# Challenge
Please reproduce the items below word for word, beginning at the very first line and stopping after the line that contains "column 629, row 560".

(Collected data)
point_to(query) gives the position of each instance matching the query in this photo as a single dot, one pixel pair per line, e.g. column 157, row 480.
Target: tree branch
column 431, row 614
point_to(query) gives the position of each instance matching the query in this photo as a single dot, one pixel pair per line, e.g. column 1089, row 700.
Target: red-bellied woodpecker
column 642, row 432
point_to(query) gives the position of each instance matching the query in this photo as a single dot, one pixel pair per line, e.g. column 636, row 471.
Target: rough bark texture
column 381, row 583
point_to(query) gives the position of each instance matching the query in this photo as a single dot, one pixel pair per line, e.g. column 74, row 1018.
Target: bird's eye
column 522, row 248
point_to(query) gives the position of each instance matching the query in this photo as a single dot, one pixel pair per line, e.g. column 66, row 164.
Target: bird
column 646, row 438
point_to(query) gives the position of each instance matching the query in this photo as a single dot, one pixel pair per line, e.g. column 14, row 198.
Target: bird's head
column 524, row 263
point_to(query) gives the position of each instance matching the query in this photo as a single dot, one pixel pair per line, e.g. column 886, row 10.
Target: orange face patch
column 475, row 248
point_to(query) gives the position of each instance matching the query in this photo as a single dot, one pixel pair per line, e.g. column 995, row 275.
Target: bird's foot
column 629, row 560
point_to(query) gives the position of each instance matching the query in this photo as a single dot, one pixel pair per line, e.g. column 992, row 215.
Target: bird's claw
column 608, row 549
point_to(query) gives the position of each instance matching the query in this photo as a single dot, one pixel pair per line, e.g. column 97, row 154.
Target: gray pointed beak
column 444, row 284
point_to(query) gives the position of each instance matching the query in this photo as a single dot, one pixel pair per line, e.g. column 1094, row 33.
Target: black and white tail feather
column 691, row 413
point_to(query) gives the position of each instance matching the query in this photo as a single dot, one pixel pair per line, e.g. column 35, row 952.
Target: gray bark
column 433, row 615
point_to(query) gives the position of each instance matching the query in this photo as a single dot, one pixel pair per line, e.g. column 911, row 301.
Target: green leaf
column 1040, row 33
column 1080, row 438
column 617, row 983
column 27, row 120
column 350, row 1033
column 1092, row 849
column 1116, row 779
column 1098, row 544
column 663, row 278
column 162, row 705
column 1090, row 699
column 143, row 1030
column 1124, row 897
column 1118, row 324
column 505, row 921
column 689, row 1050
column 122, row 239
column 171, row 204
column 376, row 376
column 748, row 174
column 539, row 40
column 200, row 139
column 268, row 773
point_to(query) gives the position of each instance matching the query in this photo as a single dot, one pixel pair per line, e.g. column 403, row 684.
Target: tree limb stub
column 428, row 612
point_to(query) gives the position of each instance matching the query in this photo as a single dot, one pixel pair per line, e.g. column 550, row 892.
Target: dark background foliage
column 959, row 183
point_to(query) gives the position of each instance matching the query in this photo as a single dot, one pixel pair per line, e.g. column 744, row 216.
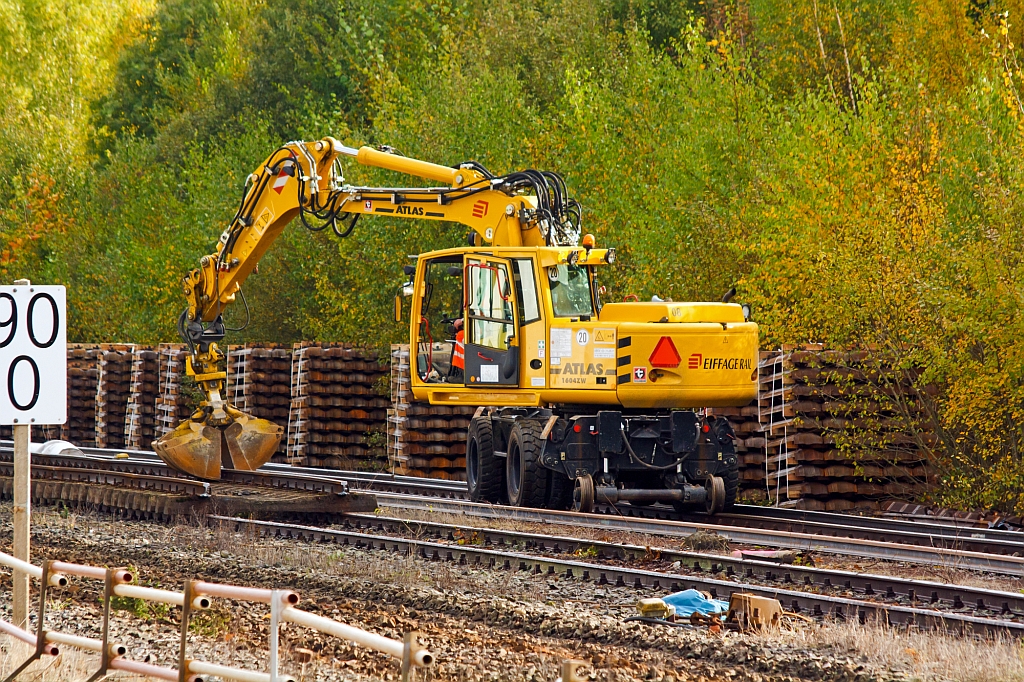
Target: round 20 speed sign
column 33, row 354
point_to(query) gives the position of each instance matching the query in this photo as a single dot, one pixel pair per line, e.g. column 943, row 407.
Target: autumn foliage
column 853, row 167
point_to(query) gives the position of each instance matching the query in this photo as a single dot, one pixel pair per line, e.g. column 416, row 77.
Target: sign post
column 33, row 390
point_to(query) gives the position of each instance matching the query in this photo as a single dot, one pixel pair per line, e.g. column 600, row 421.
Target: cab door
column 492, row 328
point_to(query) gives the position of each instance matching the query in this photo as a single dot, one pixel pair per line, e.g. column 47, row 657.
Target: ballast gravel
column 480, row 624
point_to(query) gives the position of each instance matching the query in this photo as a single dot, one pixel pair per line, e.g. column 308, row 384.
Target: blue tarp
column 688, row 601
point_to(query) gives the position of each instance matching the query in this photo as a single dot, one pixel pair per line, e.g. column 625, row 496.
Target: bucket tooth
column 251, row 442
column 193, row 449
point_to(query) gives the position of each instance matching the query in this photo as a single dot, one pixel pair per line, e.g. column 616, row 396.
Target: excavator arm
column 305, row 180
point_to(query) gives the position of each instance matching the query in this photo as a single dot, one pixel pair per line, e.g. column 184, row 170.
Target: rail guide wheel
column 715, row 502
column 583, row 495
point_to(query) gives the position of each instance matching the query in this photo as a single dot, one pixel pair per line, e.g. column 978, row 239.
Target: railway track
column 944, row 545
column 892, row 550
column 818, row 605
column 960, row 534
column 892, row 589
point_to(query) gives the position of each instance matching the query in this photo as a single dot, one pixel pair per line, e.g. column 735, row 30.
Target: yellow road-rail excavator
column 579, row 400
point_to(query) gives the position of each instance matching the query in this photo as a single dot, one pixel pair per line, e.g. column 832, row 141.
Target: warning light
column 665, row 354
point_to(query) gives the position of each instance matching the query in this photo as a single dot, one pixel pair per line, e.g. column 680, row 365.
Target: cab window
column 525, row 289
column 570, row 291
column 488, row 295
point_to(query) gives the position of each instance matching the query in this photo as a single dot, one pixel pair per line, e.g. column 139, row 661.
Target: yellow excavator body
column 520, row 307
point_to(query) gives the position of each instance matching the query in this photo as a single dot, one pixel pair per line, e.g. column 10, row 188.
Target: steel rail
column 808, row 602
column 768, row 517
column 976, row 540
column 975, row 553
column 956, row 596
column 1011, row 565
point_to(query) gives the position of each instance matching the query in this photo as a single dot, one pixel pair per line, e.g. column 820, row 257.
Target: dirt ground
column 480, row 624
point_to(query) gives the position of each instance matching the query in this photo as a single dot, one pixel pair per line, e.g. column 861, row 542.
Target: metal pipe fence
column 197, row 595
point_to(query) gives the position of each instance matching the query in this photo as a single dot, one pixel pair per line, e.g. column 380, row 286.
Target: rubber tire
column 486, row 479
column 523, row 466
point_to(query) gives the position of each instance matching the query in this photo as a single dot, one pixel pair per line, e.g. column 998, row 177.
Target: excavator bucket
column 193, row 449
column 251, row 442
column 198, row 450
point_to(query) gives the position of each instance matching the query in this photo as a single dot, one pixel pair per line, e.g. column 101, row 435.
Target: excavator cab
column 440, row 306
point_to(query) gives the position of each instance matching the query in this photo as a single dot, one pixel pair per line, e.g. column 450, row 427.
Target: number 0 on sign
column 33, row 354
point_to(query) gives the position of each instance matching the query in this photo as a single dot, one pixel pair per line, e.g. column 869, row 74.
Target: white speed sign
column 33, row 354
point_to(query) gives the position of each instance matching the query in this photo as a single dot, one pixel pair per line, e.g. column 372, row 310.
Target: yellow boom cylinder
column 371, row 157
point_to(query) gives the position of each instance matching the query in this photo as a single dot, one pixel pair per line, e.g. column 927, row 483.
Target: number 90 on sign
column 33, row 354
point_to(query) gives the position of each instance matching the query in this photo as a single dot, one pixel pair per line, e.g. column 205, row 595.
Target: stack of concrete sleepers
column 113, row 389
column 170, row 405
column 341, row 411
column 835, row 431
column 140, row 418
column 424, row 439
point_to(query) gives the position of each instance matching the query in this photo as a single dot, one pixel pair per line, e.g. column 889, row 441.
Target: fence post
column 276, row 603
column 44, row 584
column 104, row 654
column 185, row 616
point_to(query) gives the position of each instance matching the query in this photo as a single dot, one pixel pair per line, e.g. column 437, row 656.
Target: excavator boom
column 304, row 180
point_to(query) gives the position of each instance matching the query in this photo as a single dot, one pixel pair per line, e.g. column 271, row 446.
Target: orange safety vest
column 459, row 355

# Expected answer
point_to(query) gives the position of each instance matching the query in this photo as a single dot, one pixel pair per line, e.g. column 157, row 480.
Target: tree branch
column 431, row 614
point_to(query) gives the position of each instance matching the query in this photo as a single dot, one pixel pair per line, e.g. column 1089, row 700.
Target: red-bellied woodpecker
column 642, row 432
point_to(query) gives the position of each instance matching the query in this photo as a single dot, one pixel pair per line, e.g. column 636, row 471.
Target: rough bark texture
column 381, row 583
point_to(query) gives the position of each instance matching the query in this photo as a single dot, one pixel pair per line, e.g. column 74, row 1018.
Target: bird's eye
column 522, row 248
point_to(query) gives the position of each instance matching the query in this photo as a single dot, one pixel pair per line, e.g. column 66, row 164.
Target: bird
column 646, row 438
point_to(query) gives the position of each instance matching the query in this photo as a single dot, one pixel pair per line, e.g. column 14, row 198.
Target: bird's head
column 524, row 263
point_to(query) gives the position of each instance matching the query in this photo as a single dot, one pixel pair per line, e.g. column 886, row 10.
Target: orange face patch
column 475, row 248
point_to(query) gives the position of each instance matching the query in this photo as a single dot, one pixel pair per line, e.g. column 995, row 275.
Target: bird's foot
column 629, row 560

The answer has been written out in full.